*Task details*. Copy out, word for word, the lines of the records starting at the line that contains "Target: <item>white surface</item>" and ending at the last line of the records.

[Stored dataset items]
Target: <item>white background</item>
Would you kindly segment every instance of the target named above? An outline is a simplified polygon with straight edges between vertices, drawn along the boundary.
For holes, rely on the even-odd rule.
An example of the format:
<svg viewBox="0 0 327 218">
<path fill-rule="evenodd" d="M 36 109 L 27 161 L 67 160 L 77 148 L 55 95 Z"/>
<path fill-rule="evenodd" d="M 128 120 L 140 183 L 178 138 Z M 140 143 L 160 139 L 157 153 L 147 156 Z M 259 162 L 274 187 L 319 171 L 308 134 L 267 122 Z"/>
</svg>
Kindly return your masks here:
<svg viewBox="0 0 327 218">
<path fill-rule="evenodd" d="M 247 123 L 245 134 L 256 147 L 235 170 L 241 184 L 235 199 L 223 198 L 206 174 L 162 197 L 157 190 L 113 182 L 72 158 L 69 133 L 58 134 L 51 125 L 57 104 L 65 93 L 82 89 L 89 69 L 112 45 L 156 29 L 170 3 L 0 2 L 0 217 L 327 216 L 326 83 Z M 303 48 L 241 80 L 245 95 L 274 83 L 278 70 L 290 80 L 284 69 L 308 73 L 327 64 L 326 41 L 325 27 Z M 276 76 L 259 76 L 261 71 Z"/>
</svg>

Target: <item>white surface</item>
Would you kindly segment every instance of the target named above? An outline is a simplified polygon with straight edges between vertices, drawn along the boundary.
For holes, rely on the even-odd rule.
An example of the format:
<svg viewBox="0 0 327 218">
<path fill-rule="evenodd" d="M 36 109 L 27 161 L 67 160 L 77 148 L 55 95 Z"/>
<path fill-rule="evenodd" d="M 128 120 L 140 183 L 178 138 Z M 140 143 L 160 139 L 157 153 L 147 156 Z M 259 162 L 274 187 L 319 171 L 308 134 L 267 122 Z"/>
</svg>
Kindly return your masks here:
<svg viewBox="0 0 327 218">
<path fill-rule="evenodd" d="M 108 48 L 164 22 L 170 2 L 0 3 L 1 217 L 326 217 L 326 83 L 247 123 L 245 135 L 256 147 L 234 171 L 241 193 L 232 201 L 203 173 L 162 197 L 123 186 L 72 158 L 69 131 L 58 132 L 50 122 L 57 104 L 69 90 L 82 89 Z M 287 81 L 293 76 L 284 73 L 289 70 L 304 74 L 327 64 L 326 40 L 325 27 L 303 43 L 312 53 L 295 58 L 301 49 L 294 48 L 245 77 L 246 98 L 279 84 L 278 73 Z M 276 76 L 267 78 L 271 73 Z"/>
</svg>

*The solution*.
Target: <item>white surface</item>
Would you kindly segment every instance of the target named above? An outline is a simplified polygon with straight edges between vertices, drawn along the boundary.
For holes, rely on the even-odd rule.
An example of the format:
<svg viewBox="0 0 327 218">
<path fill-rule="evenodd" d="M 36 109 L 27 161 L 67 160 L 77 148 L 55 95 Z"/>
<path fill-rule="evenodd" d="M 128 120 L 140 183 L 178 138 Z M 140 143 L 160 139 L 157 153 L 147 156 Z M 259 162 L 274 187 L 319 171 L 308 134 L 267 122 Z"/>
</svg>
Kindly return your masks here:
<svg viewBox="0 0 327 218">
<path fill-rule="evenodd" d="M 108 48 L 164 22 L 170 2 L 0 3 L 1 217 L 326 217 L 326 83 L 247 123 L 245 135 L 256 147 L 234 171 L 241 193 L 232 201 L 203 173 L 162 197 L 123 186 L 72 158 L 69 131 L 58 132 L 50 122 L 57 104 L 69 90 L 82 89 Z M 287 81 L 293 76 L 284 73 L 289 70 L 304 74 L 327 64 L 326 40 L 325 27 L 303 43 L 312 53 L 295 58 L 301 49 L 294 48 L 245 77 L 246 98 L 279 84 L 278 73 Z M 276 76 L 267 78 L 271 73 Z"/>
</svg>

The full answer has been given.